Task objective: The complete listing below should be transcribed precisely.

Input for this task:
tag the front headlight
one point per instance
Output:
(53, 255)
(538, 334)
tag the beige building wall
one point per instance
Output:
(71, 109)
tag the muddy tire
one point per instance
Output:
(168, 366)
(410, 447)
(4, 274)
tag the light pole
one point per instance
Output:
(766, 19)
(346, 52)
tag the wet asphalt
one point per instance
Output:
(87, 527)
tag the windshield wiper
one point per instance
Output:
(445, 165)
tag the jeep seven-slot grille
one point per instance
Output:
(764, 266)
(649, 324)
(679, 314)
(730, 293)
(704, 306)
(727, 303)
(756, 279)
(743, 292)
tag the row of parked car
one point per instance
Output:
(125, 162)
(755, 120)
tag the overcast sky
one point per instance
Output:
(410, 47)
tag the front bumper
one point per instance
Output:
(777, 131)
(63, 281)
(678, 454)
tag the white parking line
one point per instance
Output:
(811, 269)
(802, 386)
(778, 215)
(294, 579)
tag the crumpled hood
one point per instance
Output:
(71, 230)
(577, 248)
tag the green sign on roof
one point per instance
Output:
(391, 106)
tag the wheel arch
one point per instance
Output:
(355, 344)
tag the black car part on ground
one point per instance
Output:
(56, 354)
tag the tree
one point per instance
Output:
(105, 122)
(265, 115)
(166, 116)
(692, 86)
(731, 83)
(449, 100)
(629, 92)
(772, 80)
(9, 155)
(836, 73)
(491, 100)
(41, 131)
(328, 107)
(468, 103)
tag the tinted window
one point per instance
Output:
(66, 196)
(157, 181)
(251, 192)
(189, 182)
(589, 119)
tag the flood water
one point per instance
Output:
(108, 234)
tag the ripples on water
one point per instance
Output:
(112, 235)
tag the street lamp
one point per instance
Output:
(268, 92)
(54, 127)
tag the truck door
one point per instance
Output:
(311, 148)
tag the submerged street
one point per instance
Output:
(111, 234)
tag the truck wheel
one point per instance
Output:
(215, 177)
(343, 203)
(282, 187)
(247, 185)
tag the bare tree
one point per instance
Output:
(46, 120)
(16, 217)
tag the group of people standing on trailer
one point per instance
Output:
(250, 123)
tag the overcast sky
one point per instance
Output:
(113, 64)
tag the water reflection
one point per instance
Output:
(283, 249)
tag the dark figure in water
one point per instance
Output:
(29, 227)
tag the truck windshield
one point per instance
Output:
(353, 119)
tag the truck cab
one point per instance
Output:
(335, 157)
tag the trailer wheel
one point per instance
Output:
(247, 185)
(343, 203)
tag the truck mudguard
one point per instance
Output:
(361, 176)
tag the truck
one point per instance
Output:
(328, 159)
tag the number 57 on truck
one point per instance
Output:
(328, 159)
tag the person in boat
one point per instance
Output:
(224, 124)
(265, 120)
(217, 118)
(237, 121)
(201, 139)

The answer:
tag the front headlight
one point per instance
Output:
(53, 255)
(538, 334)
tag the beige building wall
one point per instance
Output:
(71, 109)
tag the muddy tire
one point per instance
Output:
(168, 366)
(410, 447)
(4, 274)
tag the light pole
one point per instance
Output:
(766, 19)
(346, 52)
tag the wet asphalt
one point per instance
Output:
(87, 527)
tag the windshield wiper
one point per instance
Output:
(445, 165)
tag the jeep seven-slot grille
one point per instance
Output:
(764, 266)
(649, 324)
(679, 314)
(730, 293)
(704, 306)
(727, 303)
(756, 279)
(743, 292)
tag the row of parked car
one point per instance
Output:
(125, 162)
(755, 120)
tag the overcast sky
one point per instance
Output:
(410, 47)
tag the front bumper
one point per instance
Output:
(777, 131)
(63, 281)
(678, 454)
tag the white parking line
one point per instance
Output:
(811, 269)
(802, 386)
(778, 215)
(294, 579)
tag the crumpled hood
one point per instance
Output:
(71, 230)
(577, 248)
tag the green sign on roof
one point per instance
Output:
(391, 106)
tag the wheel arch
one point per instance
Output:
(355, 344)
tag the black car part on ground
one point per instance
Output:
(56, 354)
tag the tree
one point per instance
Output:
(105, 122)
(265, 115)
(166, 116)
(692, 86)
(731, 83)
(449, 100)
(629, 92)
(772, 80)
(9, 155)
(836, 73)
(491, 100)
(41, 131)
(328, 107)
(468, 103)
tag the tinted window
one point per instance
Output:
(66, 196)
(157, 181)
(251, 192)
(189, 182)
(589, 119)
tag the flood water
one point per instance
Output:
(108, 234)
tag the ripples on water
one point per instance
Output:
(112, 235)
tag the street lamp
one point per instance
Output:
(268, 92)
(54, 127)
tag the truck door
one point per instance
Output:
(311, 148)
tag the submerged street
one point per instance
Output:
(111, 234)
tag the truck wheel
one point per instance
Output:
(215, 177)
(343, 203)
(282, 187)
(247, 185)
tag the bare tree
one point per instance
Output:
(46, 120)
(16, 217)
tag the group of people standing on trailer
one point per instance
Output:
(250, 123)
tag the overcast sky
one point per instance
Output:
(113, 64)
tag the water reflection
one point per instance
Output:
(283, 249)
tag the dark figure in water
one point per instance
Output:
(29, 227)
tag the truck windshield
one point per instance
Output:
(353, 119)
tag the truck cab
one point per instance
Output:
(335, 157)
tag the trailer wheel
one point per instance
Output:
(247, 185)
(343, 203)
tag the truck mudguard
one point per instance
Output:
(361, 176)
tag the truck
one point per instance
Output:
(328, 159)
tag the number 57 on truck
one point per instance
Output:
(328, 159)
tag the person in boat
one point per instance
Output:
(224, 124)
(265, 120)
(217, 118)
(237, 121)
(201, 139)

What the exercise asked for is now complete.